**SELECTION:**
Okay. Okay. I understand. And while you're there, you mentioned the PP&E up at 27 million and change. That's obviously a massive increase from last year, but also up 12 million from your Q3. Can you give us a breakdown of what that PP&E is, please?

speaker
Leah Brown
Chief Financial Officer

Absolutely. So, the majority of our PPE is our edge data centers. So, we have 15 edge data centers. And we've also started pre-buying for the next lot that is coming online in 2026. So you, the majority of that, yes.

speaker
Dan Weston
Analyst, West Capital Management

Great stuff. And then last one for me, I'll jump back in. Doug, I think you mentioned that you'd secured the 4.8 megawatts of power for, I assume you're talking about the GPU as a service contract. The initial LOI, I think you mentioned 10 megawatts. dedicated to that project. Could you explain a little bit what the delta is there between the 4.8 and the 10 megawatts?

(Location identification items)
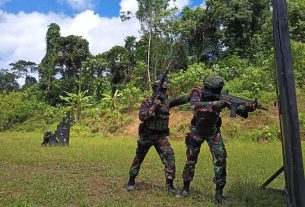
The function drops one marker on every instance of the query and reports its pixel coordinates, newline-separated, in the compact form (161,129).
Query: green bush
(17,107)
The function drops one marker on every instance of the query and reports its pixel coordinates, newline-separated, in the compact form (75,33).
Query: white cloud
(23,34)
(180,4)
(79,5)
(2,2)
(129,5)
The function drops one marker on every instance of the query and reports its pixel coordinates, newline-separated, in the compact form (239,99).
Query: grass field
(93,171)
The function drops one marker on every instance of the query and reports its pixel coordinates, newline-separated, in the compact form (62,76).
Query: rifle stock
(236,101)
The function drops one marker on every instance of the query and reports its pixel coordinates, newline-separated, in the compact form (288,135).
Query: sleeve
(145,111)
(179,101)
(242,111)
(198,105)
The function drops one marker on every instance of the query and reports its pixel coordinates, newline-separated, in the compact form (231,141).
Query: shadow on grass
(249,194)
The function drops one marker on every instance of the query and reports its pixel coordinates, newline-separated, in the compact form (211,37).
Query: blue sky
(23,25)
(107,8)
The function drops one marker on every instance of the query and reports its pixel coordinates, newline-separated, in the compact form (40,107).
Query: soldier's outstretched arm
(197,104)
(179,101)
(148,109)
(244,109)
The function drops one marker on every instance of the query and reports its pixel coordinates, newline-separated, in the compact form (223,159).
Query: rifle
(236,101)
(159,93)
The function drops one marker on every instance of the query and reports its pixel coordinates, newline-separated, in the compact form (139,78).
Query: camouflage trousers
(217,149)
(162,146)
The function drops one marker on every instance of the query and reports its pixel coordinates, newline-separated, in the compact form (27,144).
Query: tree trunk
(148,62)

**THE TASKS:**
1. Echo the stretch of the earnings call excerpt from "Absolutely. So, the" through "the 10 megawatts?" word for word.
2. Duplicate the stretch of the records from the line containing "compact form (139,78)." through the end of the records, keeping every line unchanged.
The earnings call excerpt and the records have no connection to each other.

**RESULTS OF THE EXERCISE:**
1.
Absolutely. So, the majority of our PPE is our edge data centers. So, we have 15 edge data centers. And we've also started pre-buying for the next lot that is coming online in 2026. So you, the majority of that, yes.

speaker
Dan Weston
Analyst, West Capital Management

Great stuff. And then last one for me, I'll jump back in. Doug, I think you mentioned that you'd secured the 4.8 megawatts of power for, I assume you're talking about the GPU as a service contract. The initial LOI, I think you mentioned 10 megawatts. dedicated to that project. Could you explain a little bit what the delta is there between the 4.8 and the 10 megawatts?

2.
The function drops one marker on every instance of the query and reports its pixel coordinates, newline-separated, in the compact form (139,78).
Query: camouflage trousers
(217,149)
(162,146)
The function drops one marker on every instance of the query and reports its pixel coordinates, newline-separated, in the compact form (27,144).
Query: tree trunk
(148,62)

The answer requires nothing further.